[MATERIAL FOR THIS TASK]
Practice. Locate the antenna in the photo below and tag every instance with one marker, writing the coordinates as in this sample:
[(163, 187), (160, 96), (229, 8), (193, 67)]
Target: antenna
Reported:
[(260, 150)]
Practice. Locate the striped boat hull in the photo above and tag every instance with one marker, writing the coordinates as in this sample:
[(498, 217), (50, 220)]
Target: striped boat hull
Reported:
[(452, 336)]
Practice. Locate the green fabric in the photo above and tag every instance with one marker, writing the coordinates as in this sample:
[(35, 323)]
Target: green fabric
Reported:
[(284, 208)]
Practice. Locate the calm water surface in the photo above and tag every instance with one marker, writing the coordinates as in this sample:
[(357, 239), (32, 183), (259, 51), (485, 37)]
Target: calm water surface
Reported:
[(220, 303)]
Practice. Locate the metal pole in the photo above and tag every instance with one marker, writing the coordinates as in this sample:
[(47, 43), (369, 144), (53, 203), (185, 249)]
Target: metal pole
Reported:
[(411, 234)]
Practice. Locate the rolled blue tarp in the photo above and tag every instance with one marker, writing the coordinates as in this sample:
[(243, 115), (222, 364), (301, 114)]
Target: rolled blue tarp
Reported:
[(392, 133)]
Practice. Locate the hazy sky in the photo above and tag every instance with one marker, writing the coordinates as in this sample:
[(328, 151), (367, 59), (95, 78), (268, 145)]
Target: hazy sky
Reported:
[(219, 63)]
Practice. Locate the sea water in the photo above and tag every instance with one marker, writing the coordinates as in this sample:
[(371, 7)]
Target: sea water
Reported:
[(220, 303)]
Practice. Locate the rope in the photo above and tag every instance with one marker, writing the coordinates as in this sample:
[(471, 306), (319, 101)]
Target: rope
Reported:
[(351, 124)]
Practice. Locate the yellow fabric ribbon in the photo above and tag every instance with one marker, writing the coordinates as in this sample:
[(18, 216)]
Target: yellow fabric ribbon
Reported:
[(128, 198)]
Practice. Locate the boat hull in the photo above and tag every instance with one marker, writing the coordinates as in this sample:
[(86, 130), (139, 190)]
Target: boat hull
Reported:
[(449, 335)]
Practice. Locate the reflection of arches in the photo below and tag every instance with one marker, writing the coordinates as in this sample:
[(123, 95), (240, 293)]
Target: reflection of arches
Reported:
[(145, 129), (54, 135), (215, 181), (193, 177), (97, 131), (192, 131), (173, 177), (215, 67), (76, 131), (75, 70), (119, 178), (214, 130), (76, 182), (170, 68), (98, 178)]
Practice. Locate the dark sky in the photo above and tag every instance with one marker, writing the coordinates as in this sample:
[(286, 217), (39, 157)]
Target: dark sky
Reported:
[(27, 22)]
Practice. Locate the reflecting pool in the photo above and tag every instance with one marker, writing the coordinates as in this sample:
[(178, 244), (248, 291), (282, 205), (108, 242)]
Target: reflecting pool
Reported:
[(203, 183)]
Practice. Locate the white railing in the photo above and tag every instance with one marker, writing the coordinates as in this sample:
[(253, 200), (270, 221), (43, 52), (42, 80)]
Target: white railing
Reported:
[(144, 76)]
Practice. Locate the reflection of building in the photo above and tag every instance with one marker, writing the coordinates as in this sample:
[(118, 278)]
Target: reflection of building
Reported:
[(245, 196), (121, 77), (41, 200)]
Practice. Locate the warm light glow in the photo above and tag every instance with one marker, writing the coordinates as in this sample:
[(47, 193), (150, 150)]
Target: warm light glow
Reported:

[PROBLEM] Render every line of the listing above as a Markdown table with two columns, Row and Text: Row holds the line's number in sequence and Text holds the line itself. Leave out any blank lines.

[TASK ANSWER]
| Row | Text |
|---|---|
| 1 | Practice. Locate the antenna in the photo below and tag every instance with one marker, writing the coordinates as in this sample: |
| 2 | [(163, 187), (160, 96), (229, 8), (193, 67)] |
| 3 | Target: antenna |
| 4 | Reported: |
| 5 | [(260, 150)] |
| 6 | Practice. Locate the striped boat hull in the photo above and tag every instance with one marker, writing the coordinates as in this sample: |
| 7 | [(498, 217), (50, 220)] |
| 8 | Target: striped boat hull |
| 9 | Reported: |
| 10 | [(452, 336)] |
| 11 | Practice. Locate the green fabric in the photo above and tag every instance with one marker, writing the coordinates as in this sample: |
| 12 | [(35, 323)] |
| 13 | Target: green fabric |
| 14 | Reported: |
| 15 | [(284, 208)] |
| 16 | Practice. Locate the calm water surface in the photo above and tag every instance with one marker, writing the coordinates as in this sample: |
| 17 | [(357, 239), (32, 183), (259, 51), (485, 37)] |
| 18 | Target: calm water surface |
| 19 | Reported: |
| 20 | [(220, 303)] |
| 21 | Practice. Locate the metal pole in the photo above and tag every instance with one marker, writing the coordinates as in this sample: |
| 22 | [(47, 43), (369, 144), (53, 203), (185, 249)] |
| 23 | Target: metal pole |
| 24 | Reported: |
| 25 | [(411, 234)] |
| 26 | Practice. Locate the rolled blue tarp in the photo above and tag every instance with one marker, writing the coordinates as in this sample: |
| 27 | [(243, 115), (222, 364), (301, 114)] |
| 28 | Target: rolled blue tarp |
| 29 | Reported: |
| 30 | [(392, 133)] |
| 31 | Practice. Locate the hazy sky in the photo above and tag every instance with one marker, writing the coordinates as in this sample: |
| 32 | [(328, 151), (367, 59), (95, 78), (268, 145)] |
| 33 | Target: hazy sky |
| 34 | Reported: |
| 35 | [(219, 63)] |
| 36 | Practice. Locate the sea water in the photo above and tag every instance with one marker, writing the coordinates as in this sample: |
| 37 | [(371, 7)] |
| 38 | Target: sea water |
| 39 | Reported: |
| 40 | [(220, 303)] |
| 41 | Practice. Locate the rope in the photo above and tag every instance with one marker, writing the coordinates as in this sample: |
| 42 | [(471, 306), (319, 101)] |
| 43 | Target: rope |
| 44 | Reported: |
| 45 | [(351, 124)] |
| 46 | Practice. Locate the yellow fabric ribbon in the photo above and tag every instance with one marker, writing the coordinates as in this sample: |
| 47 | [(18, 216)] |
| 48 | Target: yellow fabric ribbon |
| 49 | Reported: |
| 50 | [(128, 198)] |
| 51 | Practice. Locate the boat hull in the photo above and tag every instance with one marker, writing the coordinates as in this sample: |
| 52 | [(86, 130), (139, 190)] |
| 53 | Target: boat hull |
| 54 | Reported: |
| 55 | [(449, 335)] |
| 56 | Practice. Locate the reflection of arches in the photo below and tag every instance with one marker, writing the coordinates as in this sample: |
| 57 | [(123, 95), (240, 293)] |
| 58 | Target: reflection of arches |
| 59 | Reported: |
| 60 | [(145, 129), (54, 135), (215, 181), (193, 177), (97, 131), (192, 131), (173, 177), (215, 67), (76, 131), (75, 70), (119, 178), (214, 130), (76, 182), (170, 68), (98, 178)] |
| 61 | Practice. Locate the dark sky in the photo above and tag every instance with one marker, writing the coordinates as in this sample: |
| 62 | [(286, 217), (39, 157)] |
| 63 | Target: dark sky |
| 64 | Reported: |
| 65 | [(27, 22)] |
| 66 | Practice. Locate the reflecting pool in the photo above and tag every instance with one marker, writing the coordinates as in this sample: |
| 67 | [(178, 244), (248, 291), (282, 205), (108, 242)] |
| 68 | Target: reflecting pool |
| 69 | Reported: |
| 70 | [(203, 183)] |
| 71 | Practice. Locate the white railing in the photo above and tag every instance with one marker, writing the coordinates as in this sample: |
| 72 | [(253, 200), (270, 221), (43, 52), (42, 80)] |
| 73 | Target: white railing |
| 74 | Reported: |
| 75 | [(144, 76)] |
| 76 | Practice. Locate the reflection of building in the photo above and tag every instance with one marker, writing the coordinates as in this sample: |
| 77 | [(118, 278)] |
| 78 | Target: reflection of building |
| 79 | Reported: |
| 80 | [(245, 196), (121, 77), (41, 200)] |
| 81 | Practice. Locate the warm light glow in the photo above and tag every instance with one marker, writing the coordinates as in this sample: |
| 82 | [(47, 193), (150, 150)] |
| 83 | Target: warm light glow |
| 84 | Reported: |